** PROBLEM STATEMENT **
Please output exactly the part of the records below that opens with the line containing "Indicate every instance of the grassy hill." and closes with the line containing "Indicate every instance of the blue jeans.", both lines included, and nothing else.

*** Opening of RECORDS SUPPLIED ***

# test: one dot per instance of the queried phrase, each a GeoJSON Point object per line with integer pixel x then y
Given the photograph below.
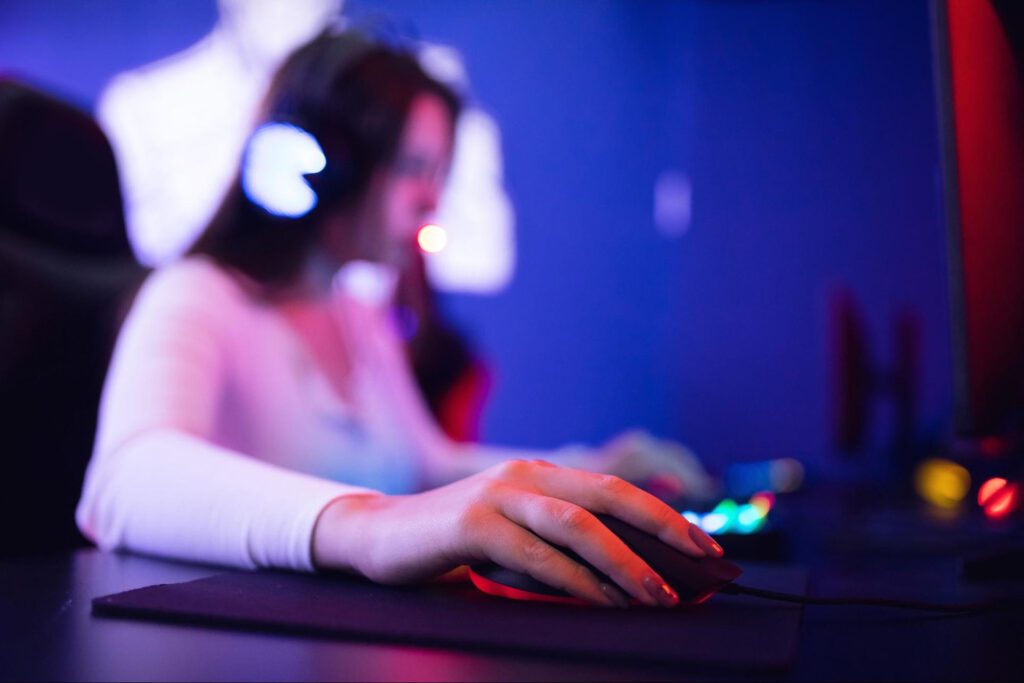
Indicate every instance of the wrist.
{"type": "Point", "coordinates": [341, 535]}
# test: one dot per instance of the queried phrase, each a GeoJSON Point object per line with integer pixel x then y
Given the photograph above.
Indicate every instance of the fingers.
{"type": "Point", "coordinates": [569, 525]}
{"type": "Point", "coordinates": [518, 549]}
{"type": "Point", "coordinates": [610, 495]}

*** Close of RECORDS SUPPLIED ***
*** Opening of RECORDS SUPPLIED ***

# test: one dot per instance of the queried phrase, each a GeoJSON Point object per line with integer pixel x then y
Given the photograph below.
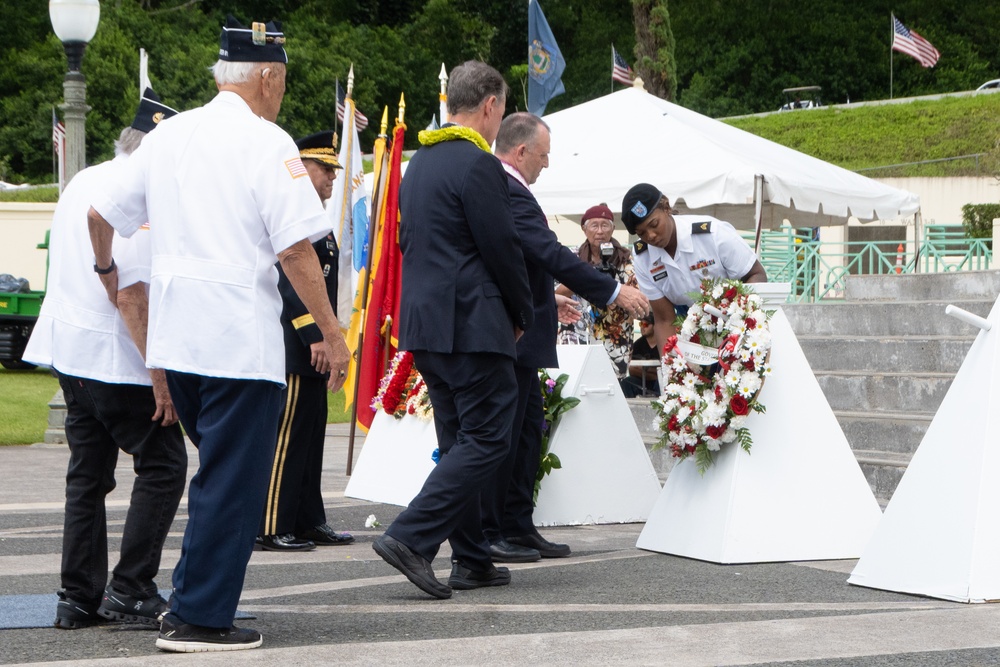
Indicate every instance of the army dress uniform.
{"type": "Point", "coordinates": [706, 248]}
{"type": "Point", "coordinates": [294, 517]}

*** Close of RECORDS SUPPLIED ***
*** Opening of RECORDS SUPPLIED ***

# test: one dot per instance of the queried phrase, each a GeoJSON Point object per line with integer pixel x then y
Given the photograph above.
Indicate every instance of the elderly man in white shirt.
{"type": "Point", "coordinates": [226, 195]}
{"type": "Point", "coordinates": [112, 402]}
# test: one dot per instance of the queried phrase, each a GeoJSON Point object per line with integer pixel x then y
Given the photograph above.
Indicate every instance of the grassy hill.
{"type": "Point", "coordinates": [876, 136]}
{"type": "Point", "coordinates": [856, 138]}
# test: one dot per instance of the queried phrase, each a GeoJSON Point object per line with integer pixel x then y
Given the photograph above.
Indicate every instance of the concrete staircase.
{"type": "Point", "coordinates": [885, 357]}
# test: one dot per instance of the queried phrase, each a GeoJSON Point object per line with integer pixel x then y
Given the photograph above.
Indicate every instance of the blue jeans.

*** Close of RECORDS SUPPLIED ***

** RESULT OF THIS TASK **
Indicate every instance of the grassy hill.
{"type": "Point", "coordinates": [876, 136]}
{"type": "Point", "coordinates": [856, 138]}
# test: one dot per instance of the queried phrase, each a GeoJSON Point object per line with integer pixel x then y
Given the photograph above.
Indicate every instance of the concrete staircase.
{"type": "Point", "coordinates": [885, 357]}
# test: one dot per instance of the queried phrase, each a GeoJSON Point object per line with integer pixel x then y
Given the photograph above.
Indicate every instance of the blue jeans.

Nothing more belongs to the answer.